Brief: Starting with the line that contains "target: eyeglass frame", reproduce each line through the end of the listing below, with no other output.

══ Entries provided

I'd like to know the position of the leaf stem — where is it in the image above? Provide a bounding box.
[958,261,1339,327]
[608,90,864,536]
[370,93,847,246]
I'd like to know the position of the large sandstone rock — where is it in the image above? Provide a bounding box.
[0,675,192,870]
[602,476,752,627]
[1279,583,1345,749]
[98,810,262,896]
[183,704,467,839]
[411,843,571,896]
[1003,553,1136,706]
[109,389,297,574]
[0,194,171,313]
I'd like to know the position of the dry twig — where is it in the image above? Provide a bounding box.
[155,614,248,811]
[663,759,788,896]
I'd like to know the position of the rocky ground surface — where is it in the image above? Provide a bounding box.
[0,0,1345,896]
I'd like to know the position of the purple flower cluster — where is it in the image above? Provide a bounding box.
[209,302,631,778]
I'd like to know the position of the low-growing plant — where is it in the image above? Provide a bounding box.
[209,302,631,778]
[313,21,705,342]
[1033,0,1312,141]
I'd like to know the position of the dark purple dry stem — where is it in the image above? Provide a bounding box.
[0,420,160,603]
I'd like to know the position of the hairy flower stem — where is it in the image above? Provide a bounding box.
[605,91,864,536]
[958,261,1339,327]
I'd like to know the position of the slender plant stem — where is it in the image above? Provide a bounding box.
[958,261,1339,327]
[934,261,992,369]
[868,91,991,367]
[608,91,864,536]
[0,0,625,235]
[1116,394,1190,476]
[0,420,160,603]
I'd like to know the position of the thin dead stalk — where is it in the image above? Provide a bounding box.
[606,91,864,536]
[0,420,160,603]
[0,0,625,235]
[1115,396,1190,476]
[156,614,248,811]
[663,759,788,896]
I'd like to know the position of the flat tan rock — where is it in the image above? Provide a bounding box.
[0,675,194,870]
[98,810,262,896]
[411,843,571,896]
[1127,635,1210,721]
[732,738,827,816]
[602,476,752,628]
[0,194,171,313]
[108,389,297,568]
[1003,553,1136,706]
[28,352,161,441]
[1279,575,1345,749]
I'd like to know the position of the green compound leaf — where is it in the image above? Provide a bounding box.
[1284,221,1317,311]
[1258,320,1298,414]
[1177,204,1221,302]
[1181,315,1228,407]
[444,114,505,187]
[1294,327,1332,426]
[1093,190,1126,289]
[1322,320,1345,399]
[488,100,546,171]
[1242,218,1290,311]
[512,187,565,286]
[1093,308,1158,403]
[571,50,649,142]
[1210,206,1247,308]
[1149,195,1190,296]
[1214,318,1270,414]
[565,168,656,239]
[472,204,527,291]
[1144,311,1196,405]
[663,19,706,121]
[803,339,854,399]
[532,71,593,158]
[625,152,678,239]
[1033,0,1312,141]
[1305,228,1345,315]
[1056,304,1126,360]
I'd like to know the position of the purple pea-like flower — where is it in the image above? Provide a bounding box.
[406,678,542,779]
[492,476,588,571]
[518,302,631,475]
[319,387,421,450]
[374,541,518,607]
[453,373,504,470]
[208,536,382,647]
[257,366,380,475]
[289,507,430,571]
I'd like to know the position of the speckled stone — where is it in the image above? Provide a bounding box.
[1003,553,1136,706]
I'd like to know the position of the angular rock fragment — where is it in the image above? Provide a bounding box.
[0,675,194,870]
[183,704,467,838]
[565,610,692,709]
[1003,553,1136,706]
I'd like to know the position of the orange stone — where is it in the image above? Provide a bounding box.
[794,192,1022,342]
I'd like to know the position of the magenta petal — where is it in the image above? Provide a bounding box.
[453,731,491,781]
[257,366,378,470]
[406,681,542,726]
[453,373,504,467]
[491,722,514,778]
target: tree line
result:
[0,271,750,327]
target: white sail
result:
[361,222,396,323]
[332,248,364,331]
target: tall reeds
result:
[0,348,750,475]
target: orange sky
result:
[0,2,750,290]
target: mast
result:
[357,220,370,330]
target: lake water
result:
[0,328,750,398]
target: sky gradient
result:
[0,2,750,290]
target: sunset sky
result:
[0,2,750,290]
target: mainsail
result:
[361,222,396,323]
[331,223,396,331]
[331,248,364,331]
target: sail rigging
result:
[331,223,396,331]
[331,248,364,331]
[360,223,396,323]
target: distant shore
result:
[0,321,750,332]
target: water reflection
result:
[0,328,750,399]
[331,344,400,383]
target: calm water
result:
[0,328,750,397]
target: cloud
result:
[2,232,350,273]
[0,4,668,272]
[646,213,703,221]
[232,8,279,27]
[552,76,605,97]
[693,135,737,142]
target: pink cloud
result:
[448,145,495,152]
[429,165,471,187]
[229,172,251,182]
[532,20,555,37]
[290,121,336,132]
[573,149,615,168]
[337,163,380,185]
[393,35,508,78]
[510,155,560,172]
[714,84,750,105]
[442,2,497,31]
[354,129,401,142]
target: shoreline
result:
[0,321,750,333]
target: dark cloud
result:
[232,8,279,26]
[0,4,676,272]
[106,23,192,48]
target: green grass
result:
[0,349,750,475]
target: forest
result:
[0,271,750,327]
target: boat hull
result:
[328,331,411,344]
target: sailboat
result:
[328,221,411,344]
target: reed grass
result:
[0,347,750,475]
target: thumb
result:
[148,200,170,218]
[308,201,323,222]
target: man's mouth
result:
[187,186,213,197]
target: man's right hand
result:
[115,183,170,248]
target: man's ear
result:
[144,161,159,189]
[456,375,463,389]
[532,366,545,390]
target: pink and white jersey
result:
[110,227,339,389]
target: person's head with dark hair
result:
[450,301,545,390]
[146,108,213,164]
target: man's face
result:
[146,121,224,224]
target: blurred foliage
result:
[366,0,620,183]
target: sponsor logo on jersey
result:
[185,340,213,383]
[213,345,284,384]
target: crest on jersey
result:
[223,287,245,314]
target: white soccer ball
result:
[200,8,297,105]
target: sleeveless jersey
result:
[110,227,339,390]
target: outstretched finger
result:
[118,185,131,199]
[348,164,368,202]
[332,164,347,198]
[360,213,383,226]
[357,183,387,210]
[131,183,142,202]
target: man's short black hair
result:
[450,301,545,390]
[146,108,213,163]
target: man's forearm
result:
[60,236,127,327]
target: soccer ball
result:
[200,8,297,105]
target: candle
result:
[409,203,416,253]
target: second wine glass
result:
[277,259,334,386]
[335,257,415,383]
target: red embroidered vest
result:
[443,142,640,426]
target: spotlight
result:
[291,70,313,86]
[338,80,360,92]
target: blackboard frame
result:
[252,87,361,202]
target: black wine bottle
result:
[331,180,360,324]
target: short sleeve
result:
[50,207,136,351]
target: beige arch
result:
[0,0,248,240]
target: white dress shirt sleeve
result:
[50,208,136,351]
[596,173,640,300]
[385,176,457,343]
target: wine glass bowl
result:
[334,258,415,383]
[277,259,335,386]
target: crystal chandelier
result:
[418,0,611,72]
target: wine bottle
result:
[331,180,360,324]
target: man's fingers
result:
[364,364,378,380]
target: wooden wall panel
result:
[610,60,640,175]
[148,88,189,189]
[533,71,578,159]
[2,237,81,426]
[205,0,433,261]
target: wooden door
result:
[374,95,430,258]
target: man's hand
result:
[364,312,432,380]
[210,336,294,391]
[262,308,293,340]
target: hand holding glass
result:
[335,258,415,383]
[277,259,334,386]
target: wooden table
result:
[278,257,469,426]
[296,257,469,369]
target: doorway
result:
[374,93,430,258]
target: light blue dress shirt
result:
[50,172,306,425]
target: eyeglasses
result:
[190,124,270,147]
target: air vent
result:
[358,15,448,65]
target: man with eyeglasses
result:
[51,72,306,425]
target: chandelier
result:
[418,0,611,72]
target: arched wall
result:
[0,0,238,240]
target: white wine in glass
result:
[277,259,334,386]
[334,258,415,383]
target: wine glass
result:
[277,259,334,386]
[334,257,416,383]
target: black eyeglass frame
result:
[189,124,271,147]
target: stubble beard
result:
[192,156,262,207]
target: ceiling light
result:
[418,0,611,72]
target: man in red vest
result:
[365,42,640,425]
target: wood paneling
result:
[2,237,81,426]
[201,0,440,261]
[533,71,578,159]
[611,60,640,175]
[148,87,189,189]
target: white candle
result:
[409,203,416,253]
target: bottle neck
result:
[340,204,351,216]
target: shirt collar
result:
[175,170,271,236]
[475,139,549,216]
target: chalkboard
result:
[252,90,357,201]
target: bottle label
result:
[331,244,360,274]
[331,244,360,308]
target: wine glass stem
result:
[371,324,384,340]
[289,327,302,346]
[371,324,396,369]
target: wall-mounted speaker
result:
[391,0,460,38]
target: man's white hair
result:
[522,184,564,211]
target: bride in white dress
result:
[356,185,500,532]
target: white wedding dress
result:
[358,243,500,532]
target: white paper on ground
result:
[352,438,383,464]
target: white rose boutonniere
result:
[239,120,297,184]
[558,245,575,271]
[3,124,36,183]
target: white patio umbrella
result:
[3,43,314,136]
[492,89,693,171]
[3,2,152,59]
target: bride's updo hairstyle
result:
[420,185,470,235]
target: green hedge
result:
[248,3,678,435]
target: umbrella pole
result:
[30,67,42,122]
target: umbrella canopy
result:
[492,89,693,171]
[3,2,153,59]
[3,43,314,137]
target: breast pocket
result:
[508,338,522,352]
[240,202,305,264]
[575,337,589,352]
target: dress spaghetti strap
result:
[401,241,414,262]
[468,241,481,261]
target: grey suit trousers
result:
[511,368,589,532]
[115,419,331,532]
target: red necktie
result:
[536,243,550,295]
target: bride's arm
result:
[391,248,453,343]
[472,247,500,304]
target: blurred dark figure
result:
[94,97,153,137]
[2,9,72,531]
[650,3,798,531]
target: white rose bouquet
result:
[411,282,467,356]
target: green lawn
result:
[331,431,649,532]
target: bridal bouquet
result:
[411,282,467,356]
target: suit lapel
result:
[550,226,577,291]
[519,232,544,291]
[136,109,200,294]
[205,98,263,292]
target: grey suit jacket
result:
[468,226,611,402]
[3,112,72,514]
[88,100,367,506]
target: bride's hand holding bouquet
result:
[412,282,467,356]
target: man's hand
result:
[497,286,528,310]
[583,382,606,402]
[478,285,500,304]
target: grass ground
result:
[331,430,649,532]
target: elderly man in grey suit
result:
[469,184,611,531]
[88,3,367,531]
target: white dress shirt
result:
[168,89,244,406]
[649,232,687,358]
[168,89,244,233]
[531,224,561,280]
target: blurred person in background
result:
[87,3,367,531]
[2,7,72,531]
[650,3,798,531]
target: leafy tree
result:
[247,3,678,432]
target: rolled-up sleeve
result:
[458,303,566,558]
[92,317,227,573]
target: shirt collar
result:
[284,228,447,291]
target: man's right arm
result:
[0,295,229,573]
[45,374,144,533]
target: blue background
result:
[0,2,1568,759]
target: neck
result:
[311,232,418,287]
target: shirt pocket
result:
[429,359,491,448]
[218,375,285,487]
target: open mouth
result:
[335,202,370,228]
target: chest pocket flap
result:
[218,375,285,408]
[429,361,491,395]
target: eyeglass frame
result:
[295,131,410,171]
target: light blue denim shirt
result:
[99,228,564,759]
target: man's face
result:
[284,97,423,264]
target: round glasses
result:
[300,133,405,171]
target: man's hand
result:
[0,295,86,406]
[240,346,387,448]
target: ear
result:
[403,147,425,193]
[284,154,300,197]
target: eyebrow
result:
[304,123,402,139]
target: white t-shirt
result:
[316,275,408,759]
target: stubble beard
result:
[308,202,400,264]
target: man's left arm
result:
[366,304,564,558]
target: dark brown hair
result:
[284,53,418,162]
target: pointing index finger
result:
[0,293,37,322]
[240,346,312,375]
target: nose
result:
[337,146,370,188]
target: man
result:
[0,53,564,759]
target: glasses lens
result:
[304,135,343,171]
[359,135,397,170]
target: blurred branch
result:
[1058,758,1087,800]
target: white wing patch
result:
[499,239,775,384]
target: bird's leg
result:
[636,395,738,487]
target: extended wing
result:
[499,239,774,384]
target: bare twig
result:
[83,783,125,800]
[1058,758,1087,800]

════

Task output:
target: eyeglass frame
result:
[295,131,410,171]
target: light blue denim shirt
result:
[99,228,564,759]
target: man's face
result:
[284,97,423,264]
target: round glasses
result:
[300,133,405,171]
target: man's hand
result:
[0,295,86,406]
[240,346,387,448]
target: ear
result:
[403,147,425,193]
[284,154,300,197]
target: eyebrow
result:
[304,123,402,139]
target: white t-shirt
result:
[316,275,408,759]
target: stubble beard
result:
[308,202,400,264]
target: man's left arm
result:
[366,304,564,558]
target: dark brown hair
result:
[284,53,418,162]
target: pointing index finger
result:
[0,293,37,322]
[240,346,312,375]
target: nose
result:
[337,146,370,188]
target: man
result:
[0,53,564,759]
target: glasses lens
result:
[304,135,343,171]
[359,135,397,170]
target: blurred branch
result:
[1058,758,1087,800]
target: white wing patch
result:
[499,239,775,384]
target: bird's leg
result:
[636,395,738,487]
target: extended wing
result:
[499,239,774,384]
target: bare twig
result:
[83,783,125,800]
[1058,758,1087,800]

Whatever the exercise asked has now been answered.